═══ Reading passage

The High Availability Imperative
Nearly every person and organization across the globe is engaged on a daily basis with communications networks. The ability to communicate electronically has become intertwined with many important aspects of how we maintain safety and security, conduct business, entertain, manage our lives, and connect with friends and family. When the ability to communicate is interrupted the impact can range from frustration to catastrophe. Providers of communications network equipment bare a significant responsibility to ensure that the ability to communicate is available 24 X 7 without interruption.
This daunting challenge can be costly and time consuming to meet. However, alternatives such as OpenSAF are enabling the major equipment providers and the growing number of smaller companies to deliver cost-effective high availability services and equipment in less time than traditional methods.
High Availability Requirements
To better understand the value and technology that enables equipment providers to maintain 24x7 availability of services, a quick high level review of high availability requirements is in order. The requirement most simply stated; The ability to provide a service without interruption regardless of hardware or software faults.

══════
═══ Listed records

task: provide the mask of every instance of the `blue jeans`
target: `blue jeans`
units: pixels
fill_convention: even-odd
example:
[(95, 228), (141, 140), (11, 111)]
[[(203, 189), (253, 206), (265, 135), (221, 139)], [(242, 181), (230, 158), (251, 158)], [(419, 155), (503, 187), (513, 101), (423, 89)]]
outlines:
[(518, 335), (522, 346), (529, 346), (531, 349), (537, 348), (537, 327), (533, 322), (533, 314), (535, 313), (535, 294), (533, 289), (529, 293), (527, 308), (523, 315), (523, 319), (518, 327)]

══════

▶ What you need to do:
1. Print the high availability passage starting with "This daunting challenge" and going on through "or software faults.".
2. Carry on the high availability passage from the point where it stops.
The records are separate material and not part of the high availability passage.

▶ Replies:
1.
This daunting challenge can be costly and time consuming to meet. However, alternatives such as OpenSAF are enabling the major equipment providers and the growing number of smaller companies to deliver cost-effective high availability services and equipment in less time than traditional methods.
High Availability Requirements
To better understand the value and technology that enables equipment providers to maintain 24x7 availability of services, a quick high level review of high availability requirements is in order. The requirement most simply stated; The ability to provide a service without interruption regardless of hardware or software faults.

2.
This level of availability is typically measured in percent of up time commonly referred to as the number of nines. 2 Nines would indicate that the service is up 99 percent of the time. While that may sound impressive to some, it means that the service is not available for over 87 hours a year or close to 15 minutes a day. As chance would have it, that 15 minutes of down time occurs at the most inopportune times. Table 1 shows the amount of down time for each level of availability measured in Nines. For a system to be considered highly available it typically must operate at a 5 Nines level or better.
Availability of 5 or greater Nines cannot be achieved by improving the quality of components alone. It requires specific hardware and software technology that can detect faults and recover from them without impacting the service being delivered. Redundancy of hardware and software components is key to achieving high availability. For example, an application that is processing mobile phone call connections would run on one processor while an identical standby application would be running on a second processor. Should a fault be detected that affects the active application the service is immediately switched over to the standby application. The user of the service is never aware that a fault occurred.
It is also required that a faulty component be repaired or replaced without affecting the service. For example, a processor board that fails must be able to be powered down, removed and replaced, the new processor powered up, loaded with the appropriate software, and brought back on line as an active or standby resource all without resetting the system.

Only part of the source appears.